▸ **PROBLEM TO SOLVE**
Copy the listing word for word, starting with the line that contains "Reviewer note: every instance of the girl's mouth" and going on through the end of the listing.

▸ **TASK INPUT**
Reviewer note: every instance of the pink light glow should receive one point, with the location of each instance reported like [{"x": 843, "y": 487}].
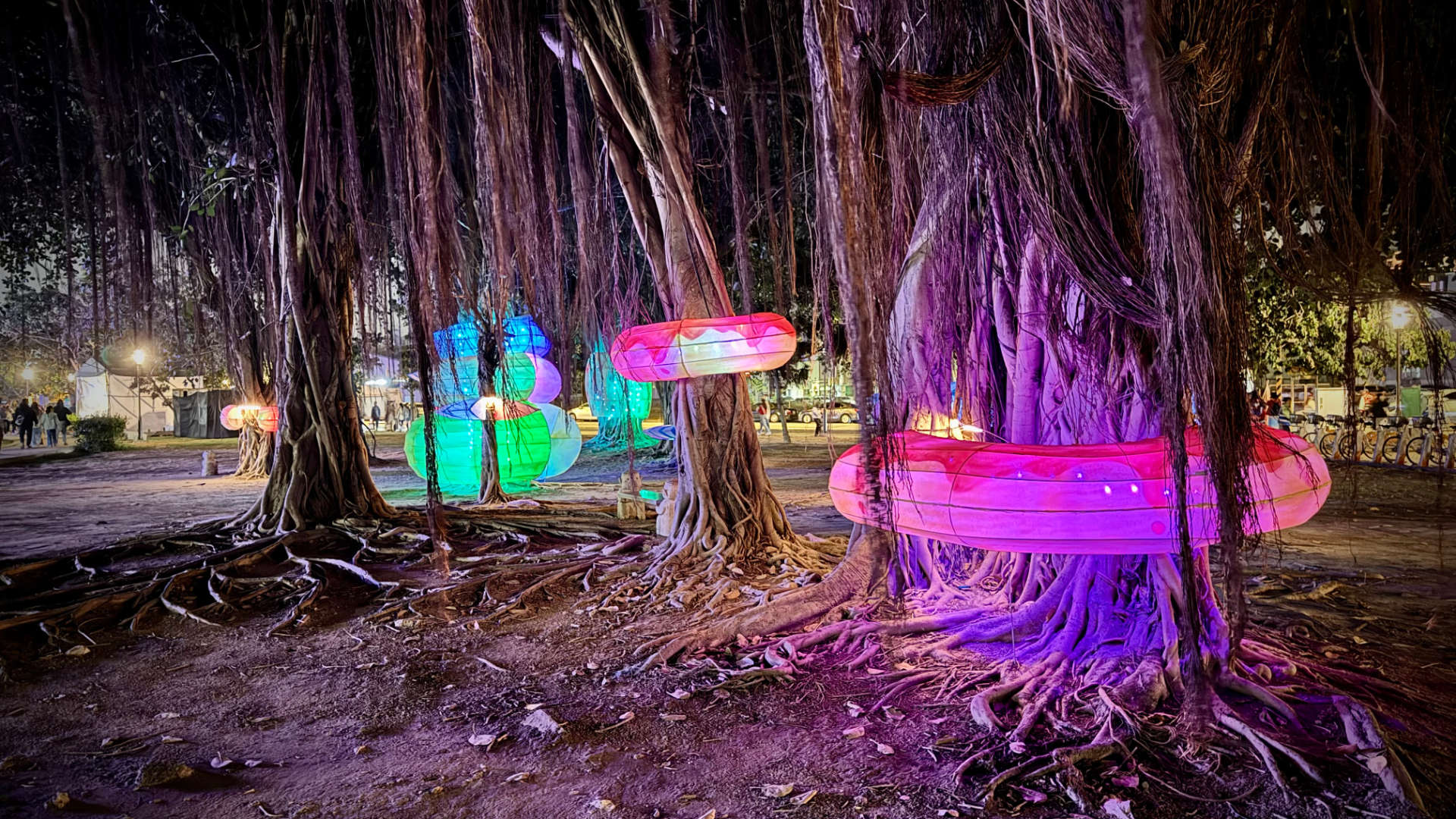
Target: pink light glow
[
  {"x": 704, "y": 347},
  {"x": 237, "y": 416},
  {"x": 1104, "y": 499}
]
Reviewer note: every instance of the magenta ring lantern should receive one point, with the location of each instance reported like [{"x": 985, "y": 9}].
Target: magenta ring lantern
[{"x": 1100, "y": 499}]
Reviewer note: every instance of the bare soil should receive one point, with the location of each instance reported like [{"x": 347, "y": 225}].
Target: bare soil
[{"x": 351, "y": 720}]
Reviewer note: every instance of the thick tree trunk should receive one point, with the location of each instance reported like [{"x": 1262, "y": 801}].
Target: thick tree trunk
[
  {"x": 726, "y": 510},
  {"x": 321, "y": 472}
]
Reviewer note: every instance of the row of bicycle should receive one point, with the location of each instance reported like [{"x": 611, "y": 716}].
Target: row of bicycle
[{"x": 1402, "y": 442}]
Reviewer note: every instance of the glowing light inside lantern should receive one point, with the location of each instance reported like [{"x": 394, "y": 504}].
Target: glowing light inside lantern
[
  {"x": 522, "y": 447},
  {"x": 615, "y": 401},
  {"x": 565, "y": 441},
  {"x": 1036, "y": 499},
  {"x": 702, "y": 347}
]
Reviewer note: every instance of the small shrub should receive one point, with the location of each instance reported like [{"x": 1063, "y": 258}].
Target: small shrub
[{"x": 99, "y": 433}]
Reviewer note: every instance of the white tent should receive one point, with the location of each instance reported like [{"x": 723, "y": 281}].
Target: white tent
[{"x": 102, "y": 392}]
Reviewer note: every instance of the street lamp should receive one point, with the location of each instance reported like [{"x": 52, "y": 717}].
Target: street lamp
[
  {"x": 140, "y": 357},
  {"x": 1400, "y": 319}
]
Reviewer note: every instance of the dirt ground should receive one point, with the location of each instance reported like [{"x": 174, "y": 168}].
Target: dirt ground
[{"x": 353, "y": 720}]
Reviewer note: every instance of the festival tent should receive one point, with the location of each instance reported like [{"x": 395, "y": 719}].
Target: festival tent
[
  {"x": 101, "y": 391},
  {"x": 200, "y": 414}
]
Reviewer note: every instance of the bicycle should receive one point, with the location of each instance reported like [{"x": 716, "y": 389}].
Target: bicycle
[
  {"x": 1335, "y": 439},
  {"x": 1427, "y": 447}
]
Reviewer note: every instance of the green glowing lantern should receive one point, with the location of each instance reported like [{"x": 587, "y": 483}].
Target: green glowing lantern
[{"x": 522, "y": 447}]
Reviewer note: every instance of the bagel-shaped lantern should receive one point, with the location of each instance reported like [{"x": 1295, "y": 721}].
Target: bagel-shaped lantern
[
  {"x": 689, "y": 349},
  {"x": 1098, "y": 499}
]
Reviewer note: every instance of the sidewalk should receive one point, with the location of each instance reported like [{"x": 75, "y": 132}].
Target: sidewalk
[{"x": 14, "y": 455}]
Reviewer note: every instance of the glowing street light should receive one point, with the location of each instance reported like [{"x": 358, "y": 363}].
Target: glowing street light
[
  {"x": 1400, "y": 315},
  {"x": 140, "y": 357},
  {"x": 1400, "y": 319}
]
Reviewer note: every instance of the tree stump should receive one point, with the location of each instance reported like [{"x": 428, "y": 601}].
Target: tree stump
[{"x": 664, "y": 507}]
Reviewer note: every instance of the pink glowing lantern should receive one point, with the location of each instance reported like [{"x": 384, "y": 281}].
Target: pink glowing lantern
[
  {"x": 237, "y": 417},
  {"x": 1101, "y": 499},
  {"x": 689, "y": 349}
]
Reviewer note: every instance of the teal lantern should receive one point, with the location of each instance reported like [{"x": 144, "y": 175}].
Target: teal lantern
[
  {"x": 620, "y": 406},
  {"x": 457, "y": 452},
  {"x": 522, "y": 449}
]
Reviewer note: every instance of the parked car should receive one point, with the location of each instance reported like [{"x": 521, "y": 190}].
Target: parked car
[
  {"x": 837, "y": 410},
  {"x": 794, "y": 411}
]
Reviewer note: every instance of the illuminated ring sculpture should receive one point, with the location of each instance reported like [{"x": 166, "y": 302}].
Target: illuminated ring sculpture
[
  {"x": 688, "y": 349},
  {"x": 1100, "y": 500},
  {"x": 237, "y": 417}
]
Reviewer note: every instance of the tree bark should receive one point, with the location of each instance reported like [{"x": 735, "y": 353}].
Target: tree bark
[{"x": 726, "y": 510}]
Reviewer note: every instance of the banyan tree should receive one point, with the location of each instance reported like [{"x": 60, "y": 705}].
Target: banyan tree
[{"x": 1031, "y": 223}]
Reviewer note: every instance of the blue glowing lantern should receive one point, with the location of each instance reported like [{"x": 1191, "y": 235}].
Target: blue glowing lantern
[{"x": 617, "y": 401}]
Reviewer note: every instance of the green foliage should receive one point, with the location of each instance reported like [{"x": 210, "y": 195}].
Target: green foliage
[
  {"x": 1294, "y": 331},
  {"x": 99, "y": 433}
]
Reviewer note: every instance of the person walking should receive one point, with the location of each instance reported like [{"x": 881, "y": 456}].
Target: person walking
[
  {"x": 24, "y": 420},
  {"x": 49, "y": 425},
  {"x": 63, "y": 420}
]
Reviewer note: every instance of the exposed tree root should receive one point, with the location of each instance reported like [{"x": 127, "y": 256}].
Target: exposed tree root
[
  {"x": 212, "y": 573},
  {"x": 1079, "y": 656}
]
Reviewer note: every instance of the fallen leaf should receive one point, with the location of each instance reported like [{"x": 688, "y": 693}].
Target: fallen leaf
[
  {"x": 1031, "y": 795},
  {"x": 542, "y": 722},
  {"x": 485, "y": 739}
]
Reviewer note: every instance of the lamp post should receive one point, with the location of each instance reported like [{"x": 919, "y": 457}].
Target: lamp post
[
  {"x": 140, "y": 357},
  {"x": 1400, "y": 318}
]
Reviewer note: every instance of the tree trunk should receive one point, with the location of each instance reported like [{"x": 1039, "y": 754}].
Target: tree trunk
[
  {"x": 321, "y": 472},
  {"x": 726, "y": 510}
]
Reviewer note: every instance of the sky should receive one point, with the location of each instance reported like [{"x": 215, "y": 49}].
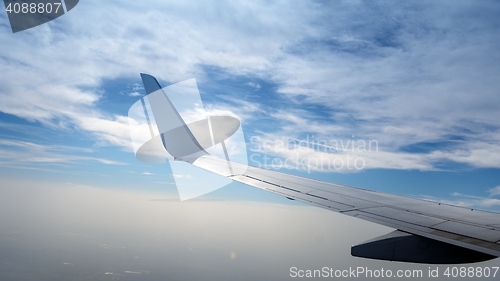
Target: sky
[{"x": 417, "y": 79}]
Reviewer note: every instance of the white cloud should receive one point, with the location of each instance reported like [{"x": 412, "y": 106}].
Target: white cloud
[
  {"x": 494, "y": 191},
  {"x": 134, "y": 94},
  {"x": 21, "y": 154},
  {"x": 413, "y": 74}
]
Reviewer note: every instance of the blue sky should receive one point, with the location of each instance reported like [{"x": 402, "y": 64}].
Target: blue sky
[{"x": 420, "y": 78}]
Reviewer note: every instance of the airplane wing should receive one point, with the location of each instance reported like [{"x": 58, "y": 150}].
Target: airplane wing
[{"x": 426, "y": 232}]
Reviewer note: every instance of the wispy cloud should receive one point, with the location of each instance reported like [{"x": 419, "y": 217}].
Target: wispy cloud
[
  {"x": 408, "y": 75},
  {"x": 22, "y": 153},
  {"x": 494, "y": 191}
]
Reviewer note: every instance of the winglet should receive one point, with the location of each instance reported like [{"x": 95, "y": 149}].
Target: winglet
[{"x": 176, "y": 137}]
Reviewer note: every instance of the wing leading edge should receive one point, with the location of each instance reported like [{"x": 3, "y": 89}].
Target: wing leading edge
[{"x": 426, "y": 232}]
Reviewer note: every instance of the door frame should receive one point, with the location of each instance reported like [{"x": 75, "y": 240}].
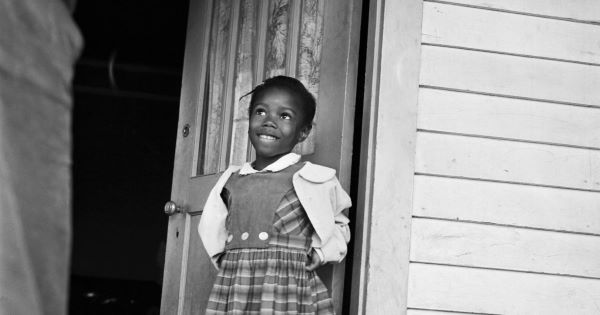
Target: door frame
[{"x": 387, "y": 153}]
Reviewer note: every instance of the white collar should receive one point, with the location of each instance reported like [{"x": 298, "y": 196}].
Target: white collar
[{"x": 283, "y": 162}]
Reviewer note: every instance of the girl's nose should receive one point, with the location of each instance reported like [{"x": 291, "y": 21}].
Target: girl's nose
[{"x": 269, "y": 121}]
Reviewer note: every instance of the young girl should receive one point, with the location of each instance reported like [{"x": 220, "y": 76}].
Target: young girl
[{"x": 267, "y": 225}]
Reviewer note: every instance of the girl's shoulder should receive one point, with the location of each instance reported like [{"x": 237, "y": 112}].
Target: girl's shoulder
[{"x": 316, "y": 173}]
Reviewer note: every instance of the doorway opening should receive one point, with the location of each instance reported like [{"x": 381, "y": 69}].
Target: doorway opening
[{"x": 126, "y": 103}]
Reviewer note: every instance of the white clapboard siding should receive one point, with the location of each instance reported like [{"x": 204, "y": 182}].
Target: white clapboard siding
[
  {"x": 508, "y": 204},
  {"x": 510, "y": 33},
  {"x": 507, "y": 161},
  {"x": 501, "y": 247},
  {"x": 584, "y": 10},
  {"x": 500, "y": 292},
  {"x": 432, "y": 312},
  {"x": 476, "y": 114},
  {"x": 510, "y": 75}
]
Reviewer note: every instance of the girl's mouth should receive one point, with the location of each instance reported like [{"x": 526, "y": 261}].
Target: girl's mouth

▸ **ANSWER FOR THE TASK**
Reviewer note: every instance of the girl's mouth should receive one point, with the location of each instance reported like [{"x": 526, "y": 261}].
Target: girl's mouth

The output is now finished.